→ **Given exercise 1**: According to the model training page, which file defines the model parameters?
→ **Given exercise 2**: Can you go on with the model training page from its last line?

→ **Passage provided**:

=====

Model Training

Overview

This section describes our model training pipeline. We use DVC to track model training experiments, including model parameters, metrics, and artifacts.

Training Pipeline

Our model training pipeline includes:

Model Selection
Choose appropriate algorithms
Define model architecture
Set hyperparameters
Training Process
Load processed data
Train models
Save model artifacts
Track metrics
Experiment Tracking
Version model files
Track parameters
Record metrics
Compare experiments

Pipeline Configuration

The training pipeline is defined in dvc.yaml:

stages:
  train_model:
    cmd: python src/mlops/models/train.py
    deps:
      - data/processed/train.csv
      - src/mlops/models/train.py
    params:
      - model.type
      - model.learning_rate
      - model.max_depth
      - model.n_estimators
    outs:
      - models/trained/model.pkl
    metrics:
      - metrics/train_metrics.json:
          cache: false

Model Parameters

Parameters are defined in params.yaml:

model:
  type: "random_forest"

=====

→ **Stored data**:

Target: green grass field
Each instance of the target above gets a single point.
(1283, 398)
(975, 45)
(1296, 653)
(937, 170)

=====

→ **Task response 1**: params.yaml

→ **Task response 2**:
  learning_rate: 0.1
  max_depth: 6
  n_estimators: 100

Usage

To train models:

# Run training pipeline
dvc repro train_model

# Check metrics
dvc metrics show

# Compare experiments
dvc exp diff

# Push model to remote storage
dvc push

Experiment Management

Track different model versions:

# Create new experiment
dvc exp run -n "experiment_name" \
    -S model.learning_rate=0.2 \
    -S model.max_depth=8

# List experiments
dvc exp list

# Apply best experiment
dvc exp apply "experiment_name"

# Save model version
dvc add models/trained/model.pkl
git add models/trained/model.pkl.dvc
git commit -m "feat: add new model version"